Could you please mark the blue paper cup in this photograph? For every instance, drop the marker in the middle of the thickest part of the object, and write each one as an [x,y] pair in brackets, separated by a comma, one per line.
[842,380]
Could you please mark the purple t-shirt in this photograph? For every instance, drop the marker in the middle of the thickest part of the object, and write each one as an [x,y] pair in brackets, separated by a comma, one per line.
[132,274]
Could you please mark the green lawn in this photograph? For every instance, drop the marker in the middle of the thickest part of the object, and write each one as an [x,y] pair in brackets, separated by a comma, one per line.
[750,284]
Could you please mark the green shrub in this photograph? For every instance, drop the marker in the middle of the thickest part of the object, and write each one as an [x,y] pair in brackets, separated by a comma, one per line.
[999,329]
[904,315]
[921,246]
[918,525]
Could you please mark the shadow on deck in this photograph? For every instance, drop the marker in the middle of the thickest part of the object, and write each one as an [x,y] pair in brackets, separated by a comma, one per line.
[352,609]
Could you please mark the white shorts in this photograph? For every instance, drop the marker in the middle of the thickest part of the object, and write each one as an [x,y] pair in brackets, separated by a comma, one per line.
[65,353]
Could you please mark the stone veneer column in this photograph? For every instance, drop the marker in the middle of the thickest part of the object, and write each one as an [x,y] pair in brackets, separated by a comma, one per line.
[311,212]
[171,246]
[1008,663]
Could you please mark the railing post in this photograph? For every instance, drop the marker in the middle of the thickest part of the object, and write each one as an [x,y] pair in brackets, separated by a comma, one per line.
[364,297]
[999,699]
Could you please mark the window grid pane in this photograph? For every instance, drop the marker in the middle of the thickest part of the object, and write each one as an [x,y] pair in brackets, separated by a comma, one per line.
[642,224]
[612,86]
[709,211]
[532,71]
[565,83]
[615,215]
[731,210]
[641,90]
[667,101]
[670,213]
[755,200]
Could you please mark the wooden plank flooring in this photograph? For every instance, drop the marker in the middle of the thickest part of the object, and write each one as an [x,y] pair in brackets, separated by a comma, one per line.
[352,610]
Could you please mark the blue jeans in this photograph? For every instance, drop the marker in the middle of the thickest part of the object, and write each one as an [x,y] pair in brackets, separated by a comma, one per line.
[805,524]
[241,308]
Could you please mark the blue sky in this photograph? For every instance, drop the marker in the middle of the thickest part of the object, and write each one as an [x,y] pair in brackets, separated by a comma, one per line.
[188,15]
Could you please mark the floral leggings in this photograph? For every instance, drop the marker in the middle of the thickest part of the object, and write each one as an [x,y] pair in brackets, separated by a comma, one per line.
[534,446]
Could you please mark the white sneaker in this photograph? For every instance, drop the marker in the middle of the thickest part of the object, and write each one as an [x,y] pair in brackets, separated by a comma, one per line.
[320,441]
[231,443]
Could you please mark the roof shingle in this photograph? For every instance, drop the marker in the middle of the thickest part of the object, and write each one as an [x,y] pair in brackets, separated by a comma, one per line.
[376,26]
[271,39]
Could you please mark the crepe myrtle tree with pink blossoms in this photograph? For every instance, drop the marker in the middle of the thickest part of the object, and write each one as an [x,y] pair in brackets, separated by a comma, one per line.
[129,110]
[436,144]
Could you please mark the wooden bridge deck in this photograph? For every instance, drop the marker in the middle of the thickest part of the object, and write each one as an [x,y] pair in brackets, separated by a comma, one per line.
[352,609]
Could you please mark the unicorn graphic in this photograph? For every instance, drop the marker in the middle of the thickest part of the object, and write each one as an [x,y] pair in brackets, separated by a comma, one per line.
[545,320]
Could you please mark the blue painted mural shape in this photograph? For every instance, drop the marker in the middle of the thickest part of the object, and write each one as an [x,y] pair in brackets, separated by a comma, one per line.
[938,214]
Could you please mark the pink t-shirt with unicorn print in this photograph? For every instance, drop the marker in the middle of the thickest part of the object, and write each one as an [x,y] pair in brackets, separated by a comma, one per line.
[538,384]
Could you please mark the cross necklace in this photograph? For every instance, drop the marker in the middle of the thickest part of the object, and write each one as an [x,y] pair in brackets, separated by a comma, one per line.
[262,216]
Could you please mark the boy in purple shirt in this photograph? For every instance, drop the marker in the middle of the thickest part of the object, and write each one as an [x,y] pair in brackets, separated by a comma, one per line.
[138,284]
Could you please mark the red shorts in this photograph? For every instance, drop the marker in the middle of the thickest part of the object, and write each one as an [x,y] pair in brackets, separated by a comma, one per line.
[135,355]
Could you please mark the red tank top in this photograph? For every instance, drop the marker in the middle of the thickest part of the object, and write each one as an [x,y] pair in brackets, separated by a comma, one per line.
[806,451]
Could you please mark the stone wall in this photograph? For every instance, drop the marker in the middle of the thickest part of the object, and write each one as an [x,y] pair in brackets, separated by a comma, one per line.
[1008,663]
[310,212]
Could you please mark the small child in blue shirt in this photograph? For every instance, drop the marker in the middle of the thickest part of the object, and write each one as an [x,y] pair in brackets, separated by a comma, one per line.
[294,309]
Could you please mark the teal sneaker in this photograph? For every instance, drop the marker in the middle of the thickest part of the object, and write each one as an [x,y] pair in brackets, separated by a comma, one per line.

+ + + + +

Task brief: Write out the material exactly as given.

Final answer:
Could you please mark the blue paper cup in this photograph? For every instance, drop the marker in the middle of the thickest part of the object, and write each one as an [x,y] pair in brackets, separated by a comma, one per line.
[842,380]
Could you please mark the purple t-shirt in this photograph? For every instance, drop the marker in the middle of the thickest part of the object, and write each one as an [x,y] pair in brackets, separated by a comma, one per line.
[132,274]
Could you please mark the green lawn in this photograph? For every instance, drop the marker in the middle of the thickest part of the object, and write each one as an [x,y] pair in brackets, separated by a comma, one per line.
[750,284]
Could you please mark the green shrub in this photograph? For every instance, drop the marker in the middle of the thickest part of the object, and write each one as an [x,y] pair in brackets, separated by a comma, one per line.
[999,329]
[904,315]
[921,246]
[918,525]
Could you please mark the shadow on deck in this photograph? For every instance, drop the marker in the middle of the thickest part of the object, and write each one as an [x,y] pair in brackets, separated by a comma, one per line.
[352,609]
Could you please mark the white shorts in this photograph? For every instance, drop the marker in the middle of the thickest part of the object, and write each one as an [x,y] pair in brackets, separated by a comma, one per line.
[65,353]
Could you please mark the stone veneer column in this photograph? For every instance, drop the marker in the middle of the thickest part of the object, and write each one as an [x,y] pair in brackets, separated by a comma, one per line.
[311,212]
[171,246]
[1008,663]
Could you please mark the railing post in this photograph? For every instance, drop the marker in the middle of the thickest part of the object, and write each one as an [x,y] pair in brackets, separated by a comma, one per line.
[364,297]
[999,699]
Could you please mark the window grid pane in this photograph? For every instance, drop the marker in the middle of the thickest part of the object, and write each one as an [x,y] pair in brackets, separated by a comma, one per line.
[642,224]
[612,86]
[709,211]
[532,71]
[565,83]
[615,215]
[731,210]
[641,90]
[667,101]
[670,213]
[755,200]
Could you please mark the wooden plank flooring in this photograph? For every instance, drop the marker in the middle of the thickest part of the object, and write each one as an [x,y] pair in brackets, separated by a comma, one per line.
[352,610]
Could you please mark the blue jeans in this photograph? For every instance, drop the marker in the middle of the thickest part of the object, and write each one as an [x,y] pair in brackets, separated by a comma, one per line.
[805,524]
[241,308]
Could you please mark the blue sky in this photograph? For every instance, drop the marker in the middle of the thickest part of the object, and write each one as an [x,y] pair in brackets, separated by a comma, one per line.
[188,15]
Could you please mark the floral leggings in this photograph? For every instance, drop the marker in the middle of the thickest part of the object, and write each one as an [x,y] pair in brackets, separated by a comma, one per line.
[534,446]
Could you please mark the white sneaker in this photograph? For every instance, drop the marker in the middle of the thickest part of the object, and write each one as an [x,y] pair in brackets, separated by a comma, one per line.
[320,441]
[231,443]
Could you please mark the roof shingle in this photograph? For every instance, drop the marker in the middle of the thickest part of the object, and write each one as an [x,y] pair in brackets, separated by a comma, one per line.
[376,26]
[271,39]
Could you please mark the crepe myrtle tree with pink blossoms in this photograph? For every instance, drop the marker in the middle of the thickest part of the object, and write each one as an [x,y] pair in brackets, separated by a comma, one per line.
[129,110]
[436,144]
Could you please mark the wooden bridge deck in this photograph? For every instance, drop the marker in the middle of the thickest part of the object, and write each one as an [x,y] pair in brackets, separated by a comma, one per line.
[352,609]
Could you please mark the unicorn graphic in this photograph? For every instance, drop the marker in the middle of the thickest part of the object, and write each one as an [x,y] pair in brackets, separated by a comma, one per line.
[545,320]
Could you please mark the blue painted mural shape in this photograph? For every instance, drop the marker in the middle of the thickest part of the object, and write each one as an [x,y] pair in brackets, separated by a comma, one per line.
[938,214]
Could you please mark the pink t-shirt with unicorn print in this photograph? For every instance, drop the marker in the middle of the thickest part of the object, and write each one as an [x,y] pair in brackets, separated by a comma, one per line.
[538,384]
Could you please mark the cross necklace in this photograph? For every instance, drop the marker in the middle of the thickest part of the object, and write each one as an [x,y] pair in brackets, separated by a comma, one per line.
[262,216]
Could you please mark the boy in purple shirt in this photograph? For every instance, drop the marker in the middle of the thickest part of the object, and write each one as an [x,y] pair in brackets, separated by a comma, one per line.
[138,284]
Could you please mark the red shorts in this photograph? For every instance, drop the marker in the middle of the thickest part of the object, and write each one as an [x,y] pair in brackets, separated by a comma, one per line.
[135,355]
Could you please mark the red tank top in this photograph? For every instance, drop the marker in the middle of the thickest part of the object, and write each one as an [x,y] pair in brackets, separated by a comma, one per line.
[806,451]
Could you please mark the stone wall in this photograph? For every instance, drop the marker in the middle of the thickest part of the object, and write each one as an [x,y] pair in brackets, separated by a comma, one per line.
[1008,663]
[310,212]
Could you please mark the small child in blue shirt in this photograph? For every instance, drop the marker in the middle of the thickest part of the object, and write each one as an [x,y] pair in brackets, separated by a comma, one per line.
[294,309]
Could you please mark the teal sneaker in this photograph? For every instance, drop the marker in the middle of the thickest part of the object, and write each one as an [x,y] pair in brackets, separated by a comma, one per line.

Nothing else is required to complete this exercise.